#### JOB 1
Answer these questions from the patch description:
(a) What value is vdso_data->seq set to in the namespace specific page?
(b) Who suggested the code cleanups listed under v5?
(c) In vdso_join_timens, what is mmap_write_lock downgraded to?

- - - - -

If a task belongs to a time namespace then the VVAR page which contains
the system wide VDSO data is replaced with a namespace specific page
which has the same layout as the VVAR page. That page has vdso_data->seq
set to 1 to enforce the slow path and vdso_data->clock_mode set to
VCLOCK_TIMENS to enforce the time namespace handling path.

The extra check in the case that vdso_data->seq is odd, e.g. a concurrent
update of the VDSO data is in progress, is not really affecting regular
tasks which are not part of a time namespace as the task is spin waiting
for the update to finish and vdso_data->seq to become even again.

If a time namespace task hits that code path, it invokes the corresponding
time getter function which retrieves the real VVAR page, reads host time
and then adds the offset for the requested clock which is stored in the
special VVAR page.

v2: Code cleanups suggested by Vincenzo.
v3: add a comment in __arch_get_timens_vdso_data.
v4: - fix an issue reported by the lkp robot.
    - vvar has the same size with/without CONFIG_TIME_NAMESPACE, but the
      timens page isn't allocated on !CONFIG_TIME_NAMESPACE. This
      simplifies criu/vdso migration between different kernel configs.
v5: - Code cleanups suggested by Mark Rutland.
    - In vdso_join_timens, mmap_write_lock is downgraded to
      mmap_read_lock. The VMA list isn't changed there, zap_page_range
      doesn't require mmap_write_lock.

Reviewed-by: Vincenzo Frascino <vincenzo.frascino@arm.com>
Reviewed-by: Dmitry Safonov <dima@arista.com>
Cc: Thomas Gleixner <tglx@linutronix.de>
Cc: Dmitry Safonov <dima@arista.com>

v5 on github (if someone prefers `git pull` to `git am`):
https://github.com/avagin/linux-task-diag/tree/arm64/timens-v5

Andrei Vagin (6):
  arm64/vdso: use the fault callback to map vvar pages
  arm64/vdso: Zap vvar pages when switching to a time namespace
  arm64/vdso: Add time namespace page
  arm64/vdso: Handle faults on timens page
  arm64/vdso: Restrict splitting VVAR VMA
  arm64: enable time namespace support

--
2.24.1

Comments

Andrei Vagin July 5, 2020, 6:40 a.m. UTC | #1
On Wed, Jun 24, 2020 at 01:33:15AM -0700, Andrei Vagin wrote:
> Allocate the time namespace page among VVAR pages and add the logic
> to handle faults on VVAR properly.

- - - - -

#### JOB 2
Write out the records from the line containing "TARGET: baseball player's leg" through the end of the records, including both of those lines.

#### RECORDS FOR PROCESSING
- - - - -

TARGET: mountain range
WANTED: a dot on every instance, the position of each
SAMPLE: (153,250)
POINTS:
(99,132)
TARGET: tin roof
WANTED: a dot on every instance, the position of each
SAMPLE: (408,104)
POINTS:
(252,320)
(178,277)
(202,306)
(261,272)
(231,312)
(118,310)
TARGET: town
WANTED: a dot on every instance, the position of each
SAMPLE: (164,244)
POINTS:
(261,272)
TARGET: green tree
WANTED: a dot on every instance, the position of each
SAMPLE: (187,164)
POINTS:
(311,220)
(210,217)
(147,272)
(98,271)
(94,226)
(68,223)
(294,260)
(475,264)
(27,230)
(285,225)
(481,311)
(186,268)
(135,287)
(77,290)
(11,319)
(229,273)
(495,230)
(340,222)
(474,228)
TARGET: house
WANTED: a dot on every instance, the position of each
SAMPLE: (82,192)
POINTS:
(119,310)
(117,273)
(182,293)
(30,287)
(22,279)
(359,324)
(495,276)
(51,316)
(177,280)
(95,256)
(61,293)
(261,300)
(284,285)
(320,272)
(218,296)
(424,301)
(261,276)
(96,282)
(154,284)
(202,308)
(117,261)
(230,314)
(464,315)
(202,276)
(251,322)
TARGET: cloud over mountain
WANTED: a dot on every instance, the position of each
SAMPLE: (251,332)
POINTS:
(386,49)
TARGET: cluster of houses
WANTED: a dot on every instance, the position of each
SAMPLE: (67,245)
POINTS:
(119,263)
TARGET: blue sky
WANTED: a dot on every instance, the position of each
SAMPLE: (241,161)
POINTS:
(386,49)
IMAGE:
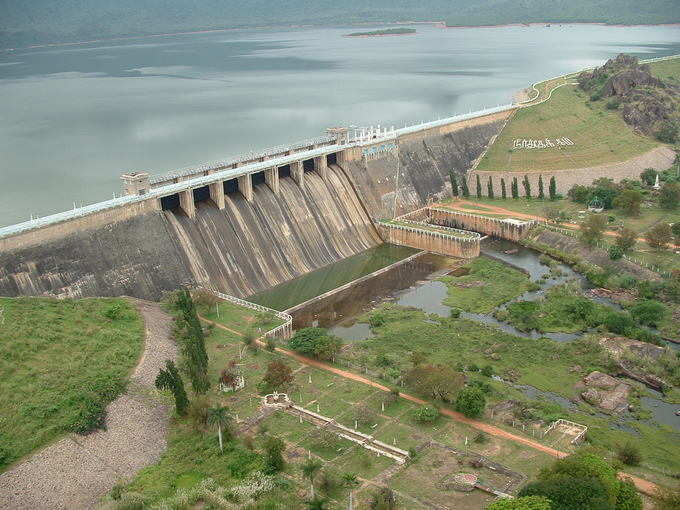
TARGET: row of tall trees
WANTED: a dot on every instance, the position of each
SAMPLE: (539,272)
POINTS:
(189,334)
(463,190)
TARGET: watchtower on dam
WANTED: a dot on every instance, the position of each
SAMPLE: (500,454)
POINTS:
(248,223)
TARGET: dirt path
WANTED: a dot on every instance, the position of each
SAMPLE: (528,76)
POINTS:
(501,210)
(642,485)
(77,471)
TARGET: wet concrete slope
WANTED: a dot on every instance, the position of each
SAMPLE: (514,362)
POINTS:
(418,170)
(249,247)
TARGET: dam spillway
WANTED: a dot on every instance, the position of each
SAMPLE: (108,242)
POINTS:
(311,209)
(250,246)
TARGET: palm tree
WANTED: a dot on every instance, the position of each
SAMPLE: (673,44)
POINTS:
(219,416)
(310,470)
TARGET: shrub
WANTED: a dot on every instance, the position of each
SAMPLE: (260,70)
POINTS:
(471,402)
(613,104)
(592,229)
(523,503)
(619,323)
(481,438)
(487,371)
(114,311)
(426,414)
(629,454)
(648,312)
(626,239)
(615,252)
(648,176)
(629,201)
(628,497)
(315,342)
(675,230)
(579,194)
(273,459)
(659,236)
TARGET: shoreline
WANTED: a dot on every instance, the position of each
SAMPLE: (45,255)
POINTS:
(437,24)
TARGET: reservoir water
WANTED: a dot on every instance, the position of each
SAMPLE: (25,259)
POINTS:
(75,117)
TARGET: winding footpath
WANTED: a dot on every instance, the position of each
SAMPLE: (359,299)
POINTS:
(642,485)
(76,471)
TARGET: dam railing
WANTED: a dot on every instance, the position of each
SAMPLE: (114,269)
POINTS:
(284,330)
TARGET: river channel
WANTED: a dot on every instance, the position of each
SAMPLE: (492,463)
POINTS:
(413,280)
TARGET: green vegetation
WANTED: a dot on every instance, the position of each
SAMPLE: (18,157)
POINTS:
(431,228)
(521,503)
(564,308)
(316,343)
(385,31)
(488,284)
(541,363)
(600,136)
(583,480)
(61,362)
(258,455)
(233,316)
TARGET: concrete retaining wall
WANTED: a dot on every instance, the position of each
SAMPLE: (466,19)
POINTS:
(504,229)
(441,244)
(396,182)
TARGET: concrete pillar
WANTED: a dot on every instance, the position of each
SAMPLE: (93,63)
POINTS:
(321,166)
(297,172)
(217,193)
(186,202)
(245,186)
(271,177)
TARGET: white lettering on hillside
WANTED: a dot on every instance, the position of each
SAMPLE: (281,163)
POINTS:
(545,143)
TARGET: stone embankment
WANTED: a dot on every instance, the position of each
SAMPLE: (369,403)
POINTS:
(78,470)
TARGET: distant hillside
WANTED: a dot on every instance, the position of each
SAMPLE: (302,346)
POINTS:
(44,21)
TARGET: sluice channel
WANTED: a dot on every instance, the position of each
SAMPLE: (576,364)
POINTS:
(415,283)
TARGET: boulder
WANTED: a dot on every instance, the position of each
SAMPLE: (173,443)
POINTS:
(600,380)
(606,392)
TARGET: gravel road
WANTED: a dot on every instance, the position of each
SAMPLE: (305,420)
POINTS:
(76,471)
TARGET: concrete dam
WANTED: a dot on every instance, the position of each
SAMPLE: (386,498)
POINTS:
(244,225)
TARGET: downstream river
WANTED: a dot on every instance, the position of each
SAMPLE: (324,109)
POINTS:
(75,117)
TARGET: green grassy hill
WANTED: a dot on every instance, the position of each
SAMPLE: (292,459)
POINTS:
(599,134)
(61,363)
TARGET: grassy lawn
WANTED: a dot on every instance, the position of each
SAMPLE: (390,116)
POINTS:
(541,363)
(600,136)
(555,312)
(430,228)
(667,70)
(650,216)
(488,284)
(56,356)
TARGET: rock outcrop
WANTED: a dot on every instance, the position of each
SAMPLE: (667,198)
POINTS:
(606,392)
(647,103)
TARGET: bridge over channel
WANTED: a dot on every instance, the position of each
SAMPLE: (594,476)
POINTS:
(182,189)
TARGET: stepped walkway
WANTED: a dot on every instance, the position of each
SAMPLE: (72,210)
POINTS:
(76,471)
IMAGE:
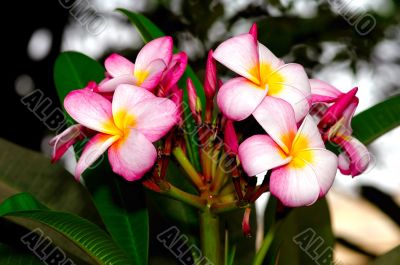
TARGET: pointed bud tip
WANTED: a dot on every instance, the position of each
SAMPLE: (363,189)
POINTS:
(254,31)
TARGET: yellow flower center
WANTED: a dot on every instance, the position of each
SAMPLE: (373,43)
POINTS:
(140,76)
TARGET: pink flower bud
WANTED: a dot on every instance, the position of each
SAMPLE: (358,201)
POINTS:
(253,31)
(230,138)
(210,82)
(246,223)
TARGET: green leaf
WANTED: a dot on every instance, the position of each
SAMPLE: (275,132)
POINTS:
(298,234)
(122,206)
(377,120)
(87,236)
(390,258)
(119,203)
(22,169)
(12,256)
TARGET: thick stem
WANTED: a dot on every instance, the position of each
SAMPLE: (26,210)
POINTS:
(188,167)
(180,195)
(210,237)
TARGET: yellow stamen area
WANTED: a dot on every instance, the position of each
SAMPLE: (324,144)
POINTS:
(298,151)
(274,79)
(124,120)
(140,76)
(110,128)
(265,76)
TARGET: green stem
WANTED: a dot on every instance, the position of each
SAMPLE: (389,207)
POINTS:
(180,195)
(210,237)
(188,167)
(262,252)
(217,208)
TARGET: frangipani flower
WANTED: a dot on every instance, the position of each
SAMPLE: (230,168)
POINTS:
(262,75)
(126,127)
(147,71)
(335,125)
(302,169)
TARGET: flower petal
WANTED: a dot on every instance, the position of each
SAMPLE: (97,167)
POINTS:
(355,158)
(174,71)
(324,163)
(96,146)
(323,92)
(240,54)
(117,65)
(260,153)
(269,63)
(111,84)
(132,156)
(160,48)
(290,83)
(91,110)
(307,137)
(125,100)
(155,117)
(294,186)
(238,98)
(276,116)
(151,75)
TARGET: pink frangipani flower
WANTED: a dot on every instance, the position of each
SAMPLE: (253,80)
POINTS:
(147,70)
(302,169)
(335,126)
(262,75)
(127,126)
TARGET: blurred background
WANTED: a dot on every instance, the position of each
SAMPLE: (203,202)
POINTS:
(347,43)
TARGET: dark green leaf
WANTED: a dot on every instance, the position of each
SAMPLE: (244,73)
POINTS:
(377,120)
(87,236)
(298,235)
(25,170)
(12,256)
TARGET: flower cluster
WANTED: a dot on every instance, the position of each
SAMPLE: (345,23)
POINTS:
(138,104)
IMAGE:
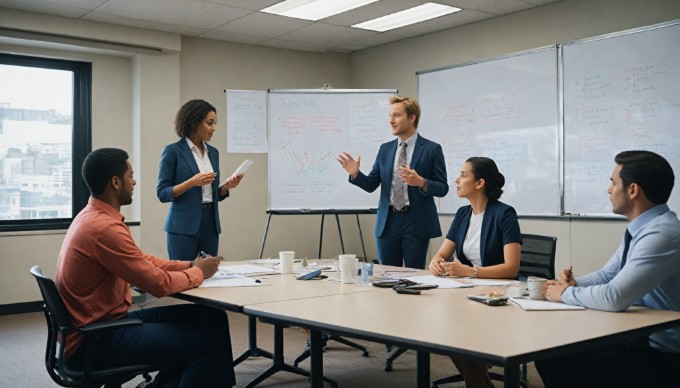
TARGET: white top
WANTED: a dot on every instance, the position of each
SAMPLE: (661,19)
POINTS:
(204,166)
(472,243)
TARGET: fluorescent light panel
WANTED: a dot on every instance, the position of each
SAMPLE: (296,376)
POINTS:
(314,9)
(407,17)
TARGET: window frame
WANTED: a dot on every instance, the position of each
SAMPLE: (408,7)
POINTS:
(81,136)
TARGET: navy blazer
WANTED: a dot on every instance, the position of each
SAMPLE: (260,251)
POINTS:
(428,161)
(499,227)
(176,166)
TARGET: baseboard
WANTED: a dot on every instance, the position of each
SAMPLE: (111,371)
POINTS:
(20,308)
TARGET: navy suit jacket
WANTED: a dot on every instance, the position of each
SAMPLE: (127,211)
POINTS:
(499,227)
(176,166)
(428,161)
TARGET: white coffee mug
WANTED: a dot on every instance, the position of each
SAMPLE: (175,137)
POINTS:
(535,287)
(515,290)
(286,259)
(347,268)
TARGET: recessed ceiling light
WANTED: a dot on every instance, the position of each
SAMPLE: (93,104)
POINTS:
(314,9)
(406,17)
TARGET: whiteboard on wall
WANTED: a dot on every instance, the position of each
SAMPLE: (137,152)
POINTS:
(308,129)
(504,108)
(621,92)
(246,121)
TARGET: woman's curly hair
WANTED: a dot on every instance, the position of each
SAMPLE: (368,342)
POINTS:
(190,116)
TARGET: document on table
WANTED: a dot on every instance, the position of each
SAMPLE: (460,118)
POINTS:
(242,168)
(230,280)
(542,305)
(490,282)
(442,282)
(247,269)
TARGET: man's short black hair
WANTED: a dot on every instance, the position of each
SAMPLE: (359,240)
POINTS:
(101,165)
(650,171)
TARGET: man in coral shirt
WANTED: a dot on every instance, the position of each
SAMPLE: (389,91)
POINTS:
(97,263)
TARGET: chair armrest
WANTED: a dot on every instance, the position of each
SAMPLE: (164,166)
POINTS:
(109,325)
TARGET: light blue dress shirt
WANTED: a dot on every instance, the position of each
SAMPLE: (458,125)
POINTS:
(650,278)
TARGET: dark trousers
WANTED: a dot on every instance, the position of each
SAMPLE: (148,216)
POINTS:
(187,247)
(621,365)
(399,245)
(190,344)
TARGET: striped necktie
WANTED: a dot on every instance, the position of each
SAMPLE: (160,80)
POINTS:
(399,187)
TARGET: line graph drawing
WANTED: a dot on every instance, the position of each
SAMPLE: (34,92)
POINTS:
(306,163)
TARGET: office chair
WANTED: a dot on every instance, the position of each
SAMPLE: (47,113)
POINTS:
(331,337)
(60,325)
(536,259)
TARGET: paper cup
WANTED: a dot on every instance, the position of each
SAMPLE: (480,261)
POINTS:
(535,287)
(347,268)
(515,290)
(286,259)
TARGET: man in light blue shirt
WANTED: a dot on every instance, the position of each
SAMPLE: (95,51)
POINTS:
(644,271)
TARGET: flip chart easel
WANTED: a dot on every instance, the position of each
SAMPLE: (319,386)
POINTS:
(323,213)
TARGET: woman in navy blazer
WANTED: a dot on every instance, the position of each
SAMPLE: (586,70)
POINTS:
(188,178)
(486,238)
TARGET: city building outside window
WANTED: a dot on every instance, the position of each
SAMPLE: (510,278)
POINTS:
(45,133)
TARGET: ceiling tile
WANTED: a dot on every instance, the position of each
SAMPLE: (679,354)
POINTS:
(264,24)
(285,44)
(443,22)
(146,9)
(45,7)
(326,34)
(239,20)
(233,37)
(254,5)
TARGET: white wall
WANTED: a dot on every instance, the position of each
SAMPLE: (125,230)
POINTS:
(136,95)
(586,244)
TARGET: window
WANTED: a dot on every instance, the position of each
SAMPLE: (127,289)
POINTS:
(45,134)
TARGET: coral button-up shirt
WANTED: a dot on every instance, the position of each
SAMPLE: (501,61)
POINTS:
(99,260)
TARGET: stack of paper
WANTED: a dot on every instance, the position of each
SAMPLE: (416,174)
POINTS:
(542,305)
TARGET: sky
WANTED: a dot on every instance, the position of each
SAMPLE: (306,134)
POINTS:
(36,88)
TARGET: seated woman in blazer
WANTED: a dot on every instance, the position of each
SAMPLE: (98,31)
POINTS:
(486,238)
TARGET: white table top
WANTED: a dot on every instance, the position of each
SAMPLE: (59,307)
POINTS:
(446,321)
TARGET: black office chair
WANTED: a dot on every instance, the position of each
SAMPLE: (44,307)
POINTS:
(537,259)
(333,337)
(60,325)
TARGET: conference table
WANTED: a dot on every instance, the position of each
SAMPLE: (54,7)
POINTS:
(441,321)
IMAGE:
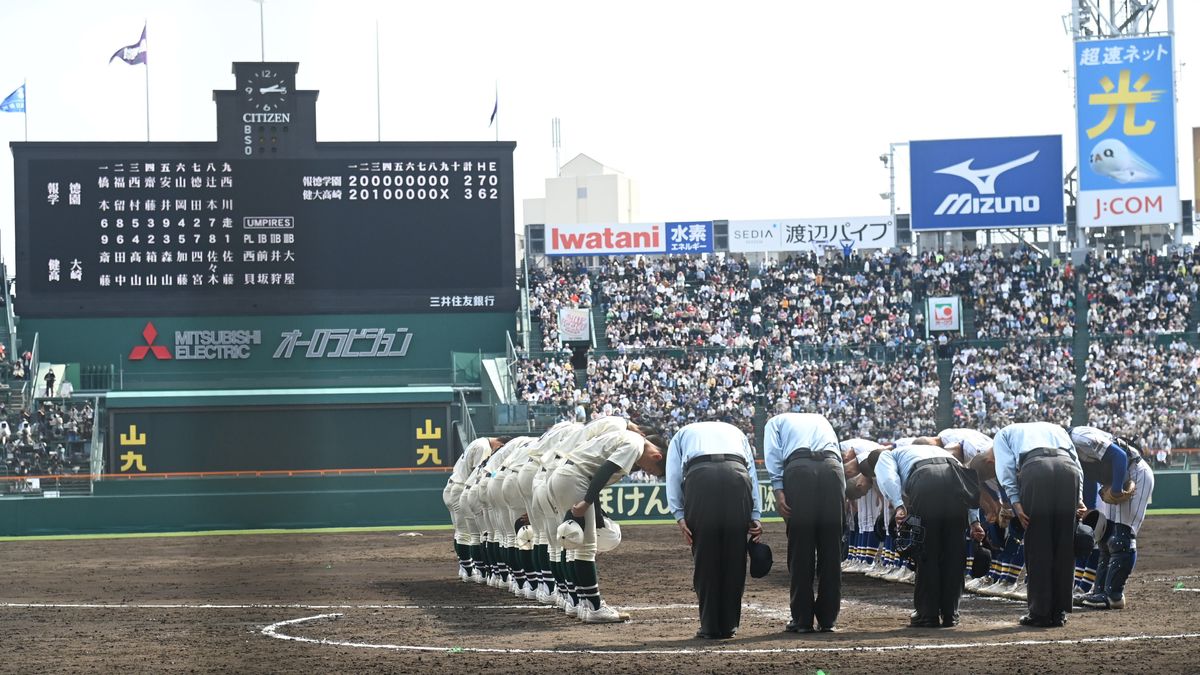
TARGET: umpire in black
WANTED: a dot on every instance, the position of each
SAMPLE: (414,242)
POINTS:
(713,494)
(1038,469)
(928,484)
(804,463)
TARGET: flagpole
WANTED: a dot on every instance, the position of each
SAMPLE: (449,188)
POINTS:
(262,31)
(378,103)
(145,52)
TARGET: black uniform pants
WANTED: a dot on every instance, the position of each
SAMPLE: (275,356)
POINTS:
(717,505)
(815,491)
(933,495)
(1049,490)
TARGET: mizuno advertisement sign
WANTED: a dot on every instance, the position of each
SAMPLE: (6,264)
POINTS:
(979,183)
(1125,97)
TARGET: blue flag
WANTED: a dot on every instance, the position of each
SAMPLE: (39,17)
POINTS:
(135,53)
(15,102)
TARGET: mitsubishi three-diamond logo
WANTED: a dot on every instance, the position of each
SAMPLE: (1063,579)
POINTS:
(139,352)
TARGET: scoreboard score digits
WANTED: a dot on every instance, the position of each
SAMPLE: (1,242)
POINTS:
(127,230)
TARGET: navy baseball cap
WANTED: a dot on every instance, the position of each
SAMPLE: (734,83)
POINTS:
(760,559)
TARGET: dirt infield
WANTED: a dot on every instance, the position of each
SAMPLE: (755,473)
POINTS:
(384,602)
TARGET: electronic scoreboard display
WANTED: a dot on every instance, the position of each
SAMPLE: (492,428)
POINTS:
(119,230)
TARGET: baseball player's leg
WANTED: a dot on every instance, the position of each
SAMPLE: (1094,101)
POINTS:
(1133,512)
(803,499)
(513,509)
(551,518)
(1122,556)
(925,502)
(474,541)
(736,505)
(587,575)
(1049,499)
(831,485)
(868,511)
(717,508)
(1049,503)
(567,487)
(450,499)
(529,557)
(497,514)
(1123,542)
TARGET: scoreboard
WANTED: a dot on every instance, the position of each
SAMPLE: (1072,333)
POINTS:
(149,230)
(265,220)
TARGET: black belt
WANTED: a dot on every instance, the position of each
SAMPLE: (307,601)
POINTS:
(804,453)
(928,461)
(738,459)
(1042,453)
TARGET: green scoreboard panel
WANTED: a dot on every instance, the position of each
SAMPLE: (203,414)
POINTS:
(276,438)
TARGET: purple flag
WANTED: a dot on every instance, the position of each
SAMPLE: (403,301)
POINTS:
(135,53)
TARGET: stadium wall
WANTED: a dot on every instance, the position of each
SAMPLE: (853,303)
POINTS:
(181,505)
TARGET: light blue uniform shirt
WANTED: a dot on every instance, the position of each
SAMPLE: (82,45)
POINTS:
(1015,440)
(894,467)
(791,431)
(707,438)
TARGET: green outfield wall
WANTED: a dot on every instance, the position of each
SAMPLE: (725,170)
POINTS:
(180,505)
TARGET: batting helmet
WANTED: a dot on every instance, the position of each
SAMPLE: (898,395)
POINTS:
(607,537)
(570,535)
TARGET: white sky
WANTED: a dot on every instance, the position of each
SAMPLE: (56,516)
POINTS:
(717,109)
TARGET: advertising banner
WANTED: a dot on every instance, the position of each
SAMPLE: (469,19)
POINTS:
(809,234)
(1125,101)
(981,183)
(945,314)
(629,238)
(574,324)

- - - - -

#### FINAL ANSWER 1
(a) 1
(b) Mark Rutland
(c) mmap_read_lock

#### FINAL ANSWER 2
TARGET: baseball player's leg
WANTED: a dot on every instance, the position of each
SAMPLE: (1094,101)
POINTS:
(1133,512)
(803,499)
(513,509)
(551,518)
(1122,556)
(925,502)
(474,541)
(736,505)
(587,575)
(1049,499)
(831,485)
(868,511)
(717,508)
(1049,503)
(567,487)
(450,499)
(529,557)
(497,514)
(1123,542)
TARGET: scoreboard
WANTED: a dot on every instance, the position of each
SAMPLE: (1072,333)
POINTS:
(149,230)
(265,220)
TARGET: black belt
WANTED: a dot on every instance, the position of each
SAMPLE: (307,601)
POINTS:
(804,453)
(928,461)
(738,459)
(1042,453)
TARGET: green scoreboard panel
WANTED: a dot on every instance, the position of each
SAMPLE: (203,414)
POINTS:
(276,438)
TARGET: purple flag
WANTED: a dot on every instance, the position of each
SAMPLE: (403,301)
POINTS:
(135,53)
TARGET: stadium wall
WANTED: a dot on every instance, the position of each
SAMPLE: (853,303)
POINTS:
(181,505)
TARGET: light blue uniform shirt
WANTED: a dot on every instance, the position of each
SAMPLE: (82,45)
POINTS:
(1015,440)
(894,467)
(791,431)
(707,438)
TARGET: green outfield wall
WANTED: a dot on every instance, the position of each
SAMPLE: (725,170)
POINTS:
(180,505)
TARGET: batting helmet
WANTED: a dot on every instance, the position of each
SAMPLE: (898,395)
POINTS:
(607,537)
(570,535)
TARGET: white sky
WANTED: a dot on every instance, the position of each
SAMPLE: (56,516)
POINTS:
(717,109)
TARGET: advertising banner
WANTED: a dot on every instance, the position of each
SAMPLE: (469,19)
POINTS:
(809,234)
(1125,101)
(981,183)
(945,314)
(629,238)
(574,324)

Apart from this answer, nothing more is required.